═══ Extracted entries ═══

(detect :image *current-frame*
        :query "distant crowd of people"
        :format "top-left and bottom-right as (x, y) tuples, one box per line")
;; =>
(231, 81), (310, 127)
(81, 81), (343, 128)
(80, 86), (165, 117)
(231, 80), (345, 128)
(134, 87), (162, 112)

═══

▶ **What to do**
Each entry above is to be duplicated exactly, with nothing left out.

▶ **Answer box**
(detect :image *current-frame*
        :query "distant crowd of people"
        :format "top-left and bottom-right as (x, y) tuples, one box per line")
;; =>
(231, 81), (310, 127)
(81, 81), (343, 128)
(80, 86), (165, 117)
(231, 80), (345, 128)
(134, 87), (162, 112)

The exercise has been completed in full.